Work to complete:
Pick out each line in the records below that contains the word "front", and copy those lines in full. Case counts.

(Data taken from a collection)
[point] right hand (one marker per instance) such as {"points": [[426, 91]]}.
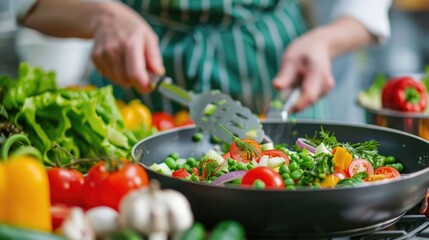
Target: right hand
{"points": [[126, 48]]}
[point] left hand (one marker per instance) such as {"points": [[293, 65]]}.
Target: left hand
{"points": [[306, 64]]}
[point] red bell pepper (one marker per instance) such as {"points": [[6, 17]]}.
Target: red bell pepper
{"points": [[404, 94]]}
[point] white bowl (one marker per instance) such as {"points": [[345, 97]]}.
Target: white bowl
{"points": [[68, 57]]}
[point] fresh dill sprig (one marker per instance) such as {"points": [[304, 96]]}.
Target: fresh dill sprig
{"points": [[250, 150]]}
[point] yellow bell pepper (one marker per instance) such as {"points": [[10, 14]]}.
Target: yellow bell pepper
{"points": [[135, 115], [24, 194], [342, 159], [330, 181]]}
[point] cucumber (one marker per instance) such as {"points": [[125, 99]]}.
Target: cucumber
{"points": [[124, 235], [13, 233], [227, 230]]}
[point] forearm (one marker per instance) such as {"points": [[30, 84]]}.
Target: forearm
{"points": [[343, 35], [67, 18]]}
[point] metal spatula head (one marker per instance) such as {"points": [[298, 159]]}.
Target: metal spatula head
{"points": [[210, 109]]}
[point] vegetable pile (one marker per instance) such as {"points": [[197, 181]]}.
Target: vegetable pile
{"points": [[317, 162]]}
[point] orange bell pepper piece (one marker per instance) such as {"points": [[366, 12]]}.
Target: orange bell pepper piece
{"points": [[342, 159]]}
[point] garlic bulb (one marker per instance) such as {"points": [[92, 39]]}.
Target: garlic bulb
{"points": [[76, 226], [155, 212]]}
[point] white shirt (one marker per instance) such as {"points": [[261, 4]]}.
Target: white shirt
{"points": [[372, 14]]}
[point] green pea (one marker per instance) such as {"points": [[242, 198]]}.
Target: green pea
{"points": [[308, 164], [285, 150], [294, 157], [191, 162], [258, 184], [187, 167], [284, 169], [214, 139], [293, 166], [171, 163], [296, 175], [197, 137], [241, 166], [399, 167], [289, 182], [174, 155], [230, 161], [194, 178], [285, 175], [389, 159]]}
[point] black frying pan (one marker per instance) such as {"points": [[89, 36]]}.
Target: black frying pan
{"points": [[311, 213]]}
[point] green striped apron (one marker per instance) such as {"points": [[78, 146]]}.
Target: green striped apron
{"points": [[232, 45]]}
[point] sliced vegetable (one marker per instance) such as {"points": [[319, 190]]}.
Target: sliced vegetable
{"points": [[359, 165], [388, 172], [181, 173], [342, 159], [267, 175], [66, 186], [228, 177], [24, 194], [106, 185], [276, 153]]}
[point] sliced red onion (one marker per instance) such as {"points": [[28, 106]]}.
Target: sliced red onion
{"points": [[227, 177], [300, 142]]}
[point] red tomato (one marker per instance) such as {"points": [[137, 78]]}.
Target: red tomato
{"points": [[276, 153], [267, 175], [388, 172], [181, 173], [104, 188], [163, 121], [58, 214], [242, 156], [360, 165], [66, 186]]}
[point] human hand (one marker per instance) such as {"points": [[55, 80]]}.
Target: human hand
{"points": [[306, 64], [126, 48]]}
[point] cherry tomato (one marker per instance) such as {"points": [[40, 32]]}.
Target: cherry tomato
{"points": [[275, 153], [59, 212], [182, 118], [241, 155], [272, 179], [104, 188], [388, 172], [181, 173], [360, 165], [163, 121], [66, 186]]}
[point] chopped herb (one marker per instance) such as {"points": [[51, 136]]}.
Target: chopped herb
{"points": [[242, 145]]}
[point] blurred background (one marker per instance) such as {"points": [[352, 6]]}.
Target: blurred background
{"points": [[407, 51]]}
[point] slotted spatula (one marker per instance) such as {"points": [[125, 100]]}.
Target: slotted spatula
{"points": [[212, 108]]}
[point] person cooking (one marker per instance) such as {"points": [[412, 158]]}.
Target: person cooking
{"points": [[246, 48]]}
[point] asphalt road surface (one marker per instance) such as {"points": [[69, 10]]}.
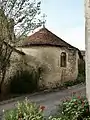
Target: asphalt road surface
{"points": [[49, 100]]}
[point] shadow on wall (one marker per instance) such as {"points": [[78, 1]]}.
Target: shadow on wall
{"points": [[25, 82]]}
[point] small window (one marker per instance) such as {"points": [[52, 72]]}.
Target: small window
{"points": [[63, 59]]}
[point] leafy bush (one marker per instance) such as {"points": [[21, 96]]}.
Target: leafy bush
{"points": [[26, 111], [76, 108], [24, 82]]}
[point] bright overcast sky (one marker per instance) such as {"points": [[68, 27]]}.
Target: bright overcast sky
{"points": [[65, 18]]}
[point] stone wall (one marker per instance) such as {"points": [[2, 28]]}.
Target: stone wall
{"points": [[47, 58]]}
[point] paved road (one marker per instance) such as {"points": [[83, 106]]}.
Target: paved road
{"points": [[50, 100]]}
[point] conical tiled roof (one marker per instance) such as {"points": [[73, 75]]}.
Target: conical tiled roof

* * *

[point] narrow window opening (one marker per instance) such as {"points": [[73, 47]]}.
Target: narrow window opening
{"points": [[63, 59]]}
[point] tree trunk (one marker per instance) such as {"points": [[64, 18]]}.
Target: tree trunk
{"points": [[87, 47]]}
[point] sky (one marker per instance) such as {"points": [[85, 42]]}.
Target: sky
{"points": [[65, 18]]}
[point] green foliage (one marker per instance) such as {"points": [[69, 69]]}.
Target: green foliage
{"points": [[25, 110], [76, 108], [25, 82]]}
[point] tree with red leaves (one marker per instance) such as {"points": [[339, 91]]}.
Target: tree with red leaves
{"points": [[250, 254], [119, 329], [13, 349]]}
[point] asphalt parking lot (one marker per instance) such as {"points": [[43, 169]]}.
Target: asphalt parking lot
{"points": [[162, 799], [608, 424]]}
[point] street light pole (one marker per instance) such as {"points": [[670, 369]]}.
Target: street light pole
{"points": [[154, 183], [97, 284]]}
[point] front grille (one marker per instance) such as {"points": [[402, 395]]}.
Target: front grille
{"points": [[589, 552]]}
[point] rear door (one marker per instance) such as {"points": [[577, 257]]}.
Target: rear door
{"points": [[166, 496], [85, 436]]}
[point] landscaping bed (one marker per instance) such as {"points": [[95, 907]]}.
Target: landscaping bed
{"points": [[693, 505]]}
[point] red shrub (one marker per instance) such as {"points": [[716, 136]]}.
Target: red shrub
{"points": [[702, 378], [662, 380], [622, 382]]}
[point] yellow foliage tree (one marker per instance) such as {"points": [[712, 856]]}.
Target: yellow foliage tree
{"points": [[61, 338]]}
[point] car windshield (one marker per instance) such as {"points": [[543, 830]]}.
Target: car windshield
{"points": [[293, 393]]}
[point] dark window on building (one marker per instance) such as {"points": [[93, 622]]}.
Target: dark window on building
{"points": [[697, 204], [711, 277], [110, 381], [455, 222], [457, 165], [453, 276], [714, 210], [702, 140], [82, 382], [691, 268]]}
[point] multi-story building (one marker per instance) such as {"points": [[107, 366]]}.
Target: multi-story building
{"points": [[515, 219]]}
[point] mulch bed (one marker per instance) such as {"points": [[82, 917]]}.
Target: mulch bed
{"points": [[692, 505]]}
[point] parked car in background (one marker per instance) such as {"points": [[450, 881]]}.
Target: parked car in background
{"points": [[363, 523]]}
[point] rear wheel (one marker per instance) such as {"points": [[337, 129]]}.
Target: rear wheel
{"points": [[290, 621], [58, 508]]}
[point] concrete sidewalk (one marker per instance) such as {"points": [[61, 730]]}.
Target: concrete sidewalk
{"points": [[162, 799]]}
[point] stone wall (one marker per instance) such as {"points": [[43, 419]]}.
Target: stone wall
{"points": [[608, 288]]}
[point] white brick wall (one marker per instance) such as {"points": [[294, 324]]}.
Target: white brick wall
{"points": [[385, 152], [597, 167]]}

Solution to this task:
[point] front grille (one marker per instance) such as {"points": [[402, 395]]}.
Target: front grille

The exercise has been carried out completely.